Given exercise: Retype the line in which "Would you kindly indicate the gray curtain" appears, then every line after it until the records end. Leave out the pictures.
>> Begin Materials provided
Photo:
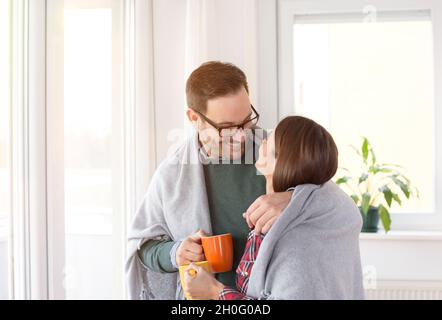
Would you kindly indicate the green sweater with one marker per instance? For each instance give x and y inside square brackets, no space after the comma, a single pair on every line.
[231,189]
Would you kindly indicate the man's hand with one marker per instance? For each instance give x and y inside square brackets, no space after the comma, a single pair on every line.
[190,250]
[202,285]
[263,213]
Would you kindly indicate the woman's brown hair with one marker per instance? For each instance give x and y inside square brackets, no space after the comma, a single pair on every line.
[305,154]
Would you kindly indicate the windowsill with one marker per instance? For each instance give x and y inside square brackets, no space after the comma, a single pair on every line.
[403,235]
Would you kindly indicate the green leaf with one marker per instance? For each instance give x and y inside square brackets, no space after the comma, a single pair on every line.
[373,157]
[397,199]
[385,217]
[377,168]
[388,195]
[364,149]
[355,199]
[365,204]
[343,180]
[363,178]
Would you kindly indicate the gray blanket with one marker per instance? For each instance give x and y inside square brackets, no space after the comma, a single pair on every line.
[175,206]
[312,251]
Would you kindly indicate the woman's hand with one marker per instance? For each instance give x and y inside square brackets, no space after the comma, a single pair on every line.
[202,285]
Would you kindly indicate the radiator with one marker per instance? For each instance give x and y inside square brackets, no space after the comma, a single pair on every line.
[404,290]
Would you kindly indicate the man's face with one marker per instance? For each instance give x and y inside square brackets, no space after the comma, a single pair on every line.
[225,111]
[267,160]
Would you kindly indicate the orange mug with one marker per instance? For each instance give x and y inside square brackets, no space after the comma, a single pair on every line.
[218,250]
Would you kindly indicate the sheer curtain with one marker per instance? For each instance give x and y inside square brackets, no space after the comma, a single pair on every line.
[77,144]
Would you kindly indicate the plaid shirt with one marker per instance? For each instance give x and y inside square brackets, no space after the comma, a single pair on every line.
[244,270]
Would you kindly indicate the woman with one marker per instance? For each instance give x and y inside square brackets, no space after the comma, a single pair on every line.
[312,250]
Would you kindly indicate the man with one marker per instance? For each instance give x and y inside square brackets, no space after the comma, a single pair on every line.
[209,184]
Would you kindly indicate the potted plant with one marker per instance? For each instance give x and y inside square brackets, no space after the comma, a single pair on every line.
[376,188]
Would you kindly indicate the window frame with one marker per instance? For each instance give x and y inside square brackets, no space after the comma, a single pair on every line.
[37,251]
[287,9]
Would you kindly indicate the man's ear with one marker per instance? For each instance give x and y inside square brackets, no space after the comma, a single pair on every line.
[192,116]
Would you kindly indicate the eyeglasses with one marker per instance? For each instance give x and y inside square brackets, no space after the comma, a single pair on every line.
[230,131]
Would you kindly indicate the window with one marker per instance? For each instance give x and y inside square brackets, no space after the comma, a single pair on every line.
[375,80]
[90,148]
[5,174]
[370,70]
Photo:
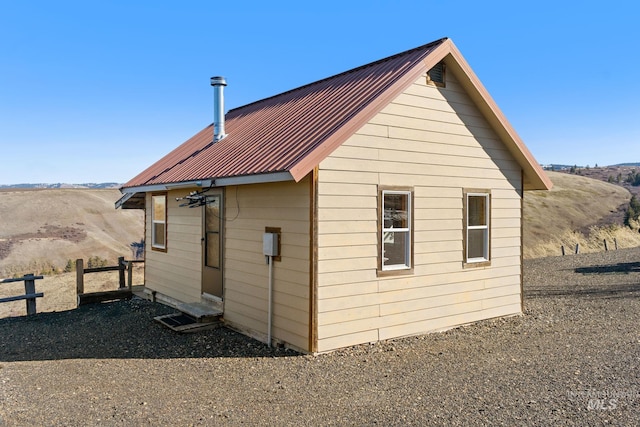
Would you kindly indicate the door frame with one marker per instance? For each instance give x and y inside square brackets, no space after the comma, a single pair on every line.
[212,273]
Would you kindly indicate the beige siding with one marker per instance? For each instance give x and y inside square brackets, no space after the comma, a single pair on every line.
[176,272]
[249,209]
[436,141]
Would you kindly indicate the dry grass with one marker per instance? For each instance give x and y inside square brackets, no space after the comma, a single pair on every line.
[566,216]
[60,290]
[42,229]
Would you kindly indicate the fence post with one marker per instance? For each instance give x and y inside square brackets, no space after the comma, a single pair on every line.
[130,273]
[121,267]
[80,276]
[29,289]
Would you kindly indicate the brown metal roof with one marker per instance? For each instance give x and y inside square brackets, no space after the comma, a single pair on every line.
[294,131]
[277,133]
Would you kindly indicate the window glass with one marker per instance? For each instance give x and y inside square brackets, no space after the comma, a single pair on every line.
[159,221]
[477,228]
[396,230]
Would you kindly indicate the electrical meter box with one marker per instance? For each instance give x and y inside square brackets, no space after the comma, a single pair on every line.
[270,244]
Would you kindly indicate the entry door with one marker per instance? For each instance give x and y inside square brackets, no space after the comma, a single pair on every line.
[212,245]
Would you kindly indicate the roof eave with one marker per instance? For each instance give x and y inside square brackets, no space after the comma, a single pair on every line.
[534,176]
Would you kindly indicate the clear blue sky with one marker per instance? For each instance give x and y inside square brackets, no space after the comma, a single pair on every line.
[97,91]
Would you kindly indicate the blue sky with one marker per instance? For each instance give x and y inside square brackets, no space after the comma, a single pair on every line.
[95,91]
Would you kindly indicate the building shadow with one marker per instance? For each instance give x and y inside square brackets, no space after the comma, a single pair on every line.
[119,330]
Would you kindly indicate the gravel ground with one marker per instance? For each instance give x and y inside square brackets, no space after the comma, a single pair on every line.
[571,359]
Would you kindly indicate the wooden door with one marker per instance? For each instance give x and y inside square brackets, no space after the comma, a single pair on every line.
[213,243]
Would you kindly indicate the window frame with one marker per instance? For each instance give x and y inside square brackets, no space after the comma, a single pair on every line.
[485,260]
[408,266]
[154,245]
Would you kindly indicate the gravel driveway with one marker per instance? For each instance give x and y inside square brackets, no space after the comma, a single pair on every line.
[572,359]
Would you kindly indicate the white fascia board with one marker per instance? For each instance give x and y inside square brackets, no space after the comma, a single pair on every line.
[253,179]
[164,187]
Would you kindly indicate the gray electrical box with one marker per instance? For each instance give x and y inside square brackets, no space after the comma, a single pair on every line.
[270,244]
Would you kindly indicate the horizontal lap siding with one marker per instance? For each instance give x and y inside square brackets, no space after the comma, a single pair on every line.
[437,142]
[177,272]
[249,209]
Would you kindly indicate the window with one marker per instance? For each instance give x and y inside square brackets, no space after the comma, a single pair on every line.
[477,219]
[159,221]
[396,231]
[436,75]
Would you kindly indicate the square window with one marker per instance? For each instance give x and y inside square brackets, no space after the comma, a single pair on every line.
[159,221]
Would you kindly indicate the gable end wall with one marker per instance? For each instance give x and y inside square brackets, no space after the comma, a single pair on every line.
[436,141]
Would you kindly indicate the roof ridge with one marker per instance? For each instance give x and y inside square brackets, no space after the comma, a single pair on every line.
[353,70]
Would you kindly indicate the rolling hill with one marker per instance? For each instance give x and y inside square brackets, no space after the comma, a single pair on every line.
[577,210]
[41,229]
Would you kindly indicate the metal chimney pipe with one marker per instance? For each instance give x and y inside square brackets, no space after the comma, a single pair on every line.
[218,84]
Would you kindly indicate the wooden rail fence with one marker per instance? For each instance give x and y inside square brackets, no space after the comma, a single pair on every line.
[125,286]
[30,294]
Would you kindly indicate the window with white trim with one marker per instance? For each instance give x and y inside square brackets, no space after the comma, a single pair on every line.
[396,230]
[477,226]
[159,221]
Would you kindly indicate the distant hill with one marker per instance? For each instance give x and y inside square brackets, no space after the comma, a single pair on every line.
[578,209]
[61,185]
[628,164]
[42,229]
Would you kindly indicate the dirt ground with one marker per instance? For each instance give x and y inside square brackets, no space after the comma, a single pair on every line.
[571,359]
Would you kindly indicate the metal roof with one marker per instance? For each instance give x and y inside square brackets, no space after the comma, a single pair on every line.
[291,133]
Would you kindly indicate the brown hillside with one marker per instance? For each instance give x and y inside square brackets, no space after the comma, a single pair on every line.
[41,230]
[577,210]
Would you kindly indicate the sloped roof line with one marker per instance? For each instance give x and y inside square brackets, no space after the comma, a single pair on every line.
[233,111]
[294,131]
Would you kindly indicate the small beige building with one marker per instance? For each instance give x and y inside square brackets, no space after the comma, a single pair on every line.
[393,192]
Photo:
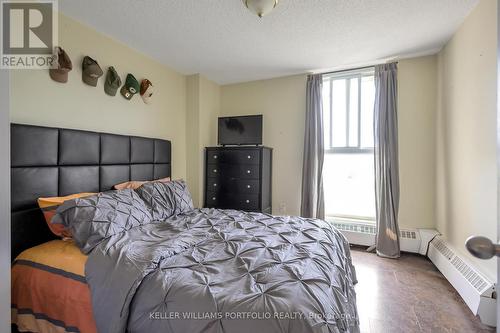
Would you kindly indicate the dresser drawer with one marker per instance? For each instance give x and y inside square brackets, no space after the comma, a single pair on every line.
[246,186]
[245,156]
[214,156]
[214,185]
[244,171]
[247,202]
[228,171]
[213,199]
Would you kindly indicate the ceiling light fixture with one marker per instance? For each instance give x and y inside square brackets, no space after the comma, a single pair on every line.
[261,7]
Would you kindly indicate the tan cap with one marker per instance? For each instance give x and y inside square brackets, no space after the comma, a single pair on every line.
[62,65]
[91,71]
[146,91]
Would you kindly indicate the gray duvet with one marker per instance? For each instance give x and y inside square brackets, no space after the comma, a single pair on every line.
[209,270]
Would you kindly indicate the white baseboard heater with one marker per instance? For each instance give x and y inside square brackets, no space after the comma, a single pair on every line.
[478,292]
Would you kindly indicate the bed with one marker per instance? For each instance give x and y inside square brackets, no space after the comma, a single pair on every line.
[159,264]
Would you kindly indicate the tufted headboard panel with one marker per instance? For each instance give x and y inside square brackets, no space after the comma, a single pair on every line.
[47,162]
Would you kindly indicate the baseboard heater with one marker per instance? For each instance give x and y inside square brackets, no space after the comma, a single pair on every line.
[478,292]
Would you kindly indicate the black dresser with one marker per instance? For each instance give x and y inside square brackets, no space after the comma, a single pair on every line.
[238,178]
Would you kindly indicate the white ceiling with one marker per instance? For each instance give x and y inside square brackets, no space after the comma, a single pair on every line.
[226,43]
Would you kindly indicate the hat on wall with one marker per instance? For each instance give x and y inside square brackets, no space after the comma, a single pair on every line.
[130,88]
[113,82]
[62,66]
[146,91]
[91,71]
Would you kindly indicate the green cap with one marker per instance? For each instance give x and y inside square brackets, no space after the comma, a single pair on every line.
[113,82]
[130,88]
[91,71]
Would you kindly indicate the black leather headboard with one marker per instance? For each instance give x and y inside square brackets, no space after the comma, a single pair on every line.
[49,162]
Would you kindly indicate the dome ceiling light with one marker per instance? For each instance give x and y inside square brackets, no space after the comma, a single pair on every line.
[261,7]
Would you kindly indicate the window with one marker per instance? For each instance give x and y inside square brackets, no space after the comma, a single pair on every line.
[348,171]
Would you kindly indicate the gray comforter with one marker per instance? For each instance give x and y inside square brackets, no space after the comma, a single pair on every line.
[208,270]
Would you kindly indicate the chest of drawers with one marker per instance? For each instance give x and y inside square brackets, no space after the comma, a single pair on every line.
[238,178]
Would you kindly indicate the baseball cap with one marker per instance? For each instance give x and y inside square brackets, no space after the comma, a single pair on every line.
[146,91]
[91,71]
[130,88]
[113,82]
[62,65]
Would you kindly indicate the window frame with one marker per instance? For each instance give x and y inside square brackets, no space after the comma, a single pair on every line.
[358,149]
[348,75]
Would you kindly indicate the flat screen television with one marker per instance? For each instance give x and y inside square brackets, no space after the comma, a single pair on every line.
[240,130]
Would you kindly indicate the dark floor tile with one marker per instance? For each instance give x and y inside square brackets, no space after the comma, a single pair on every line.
[408,295]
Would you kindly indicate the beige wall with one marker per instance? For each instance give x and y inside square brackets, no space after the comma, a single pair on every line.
[466,155]
[282,102]
[203,106]
[36,99]
[417,141]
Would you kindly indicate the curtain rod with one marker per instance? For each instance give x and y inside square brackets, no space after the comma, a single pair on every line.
[351,69]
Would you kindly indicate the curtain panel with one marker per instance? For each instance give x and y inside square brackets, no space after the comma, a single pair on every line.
[312,203]
[386,160]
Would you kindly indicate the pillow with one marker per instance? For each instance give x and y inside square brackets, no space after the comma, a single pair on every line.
[93,219]
[49,206]
[166,199]
[135,184]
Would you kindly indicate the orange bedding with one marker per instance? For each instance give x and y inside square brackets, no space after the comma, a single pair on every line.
[49,291]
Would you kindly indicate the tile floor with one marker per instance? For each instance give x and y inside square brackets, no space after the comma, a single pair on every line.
[408,295]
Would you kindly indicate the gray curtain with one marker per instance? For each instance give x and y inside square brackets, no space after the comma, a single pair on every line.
[386,160]
[312,204]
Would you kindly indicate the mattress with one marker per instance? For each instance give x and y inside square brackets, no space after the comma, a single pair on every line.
[49,290]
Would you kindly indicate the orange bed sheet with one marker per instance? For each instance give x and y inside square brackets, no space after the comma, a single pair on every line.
[49,290]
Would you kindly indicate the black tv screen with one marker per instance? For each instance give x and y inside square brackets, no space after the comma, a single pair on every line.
[241,130]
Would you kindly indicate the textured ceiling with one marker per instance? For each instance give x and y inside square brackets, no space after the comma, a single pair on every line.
[226,43]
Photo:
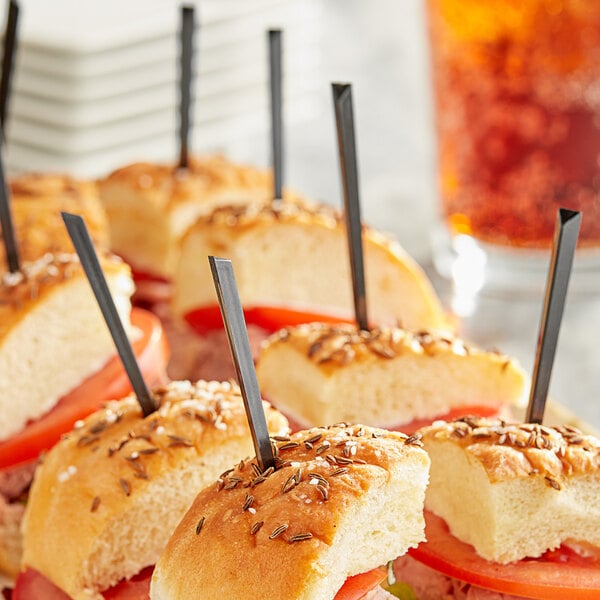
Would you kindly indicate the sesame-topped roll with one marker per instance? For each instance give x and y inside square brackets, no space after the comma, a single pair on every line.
[295,256]
[150,206]
[52,334]
[37,201]
[108,496]
[387,377]
[514,490]
[341,501]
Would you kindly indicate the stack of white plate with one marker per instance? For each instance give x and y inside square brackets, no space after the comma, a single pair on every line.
[95,83]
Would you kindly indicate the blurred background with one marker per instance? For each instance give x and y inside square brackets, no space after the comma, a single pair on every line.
[95,88]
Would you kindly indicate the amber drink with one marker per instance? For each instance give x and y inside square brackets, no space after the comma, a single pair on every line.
[517,93]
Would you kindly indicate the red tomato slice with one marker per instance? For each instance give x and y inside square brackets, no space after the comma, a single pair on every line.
>> End Materials provided
Answer to the problem:
Would you kindly indicate the gray curtain with one marker per instance? For each instance give x and y inside square brackets, no space after the comma, a single pair on every line.
[386,160]
[312,204]
Would you kindly indicate the mattress with one marker per instance? For each instance give x and y inside square brackets, no space after the comma, a single pair on every line.
[49,290]
Would you kindly indicate the orange bed sheet with one marker per instance? For each instance give x and y inside square brackets, no space after the comma, a single pair on every line.
[49,290]
Would you kindly indicate the black tv screen with one marker per instance? For each instance give x and y inside square brackets, no space after the comma, a single pair on every line.
[241,130]
Would you kindly indicate the textured ceiling with one marker per instance? For each instance give x and y inside square brackets, no space after the comma, a single pair on every line.
[226,43]
Photo:
Would you kindly indicate the sesame-topped roll with one marker per instance? For each instance give x and y inside square brackets, no space after the comma, a single pair on every line.
[295,256]
[150,206]
[52,334]
[37,201]
[108,496]
[387,377]
[514,490]
[341,501]
Would you kindly indicate the stack of white plate with one marker per instance? For each instance give x and y inside square brackets, no space after the comma, a single pair on every line.
[95,83]
Would you kindly indicate the blurred background with one marker per instance? For each instance give x and y inside square brackets, no space after the comma, a single pair on every line.
[95,88]
Would you kindly indicate the amber drink with one marker per instance? For each instance give x and y inside square brackets, no space after the comma, a single pair on every line.
[517,93]
Would you kindly indicate the red tomato slice with one marker per instance? For each instance give x and y inside square brackets, no space after the comma, a single pair on every line.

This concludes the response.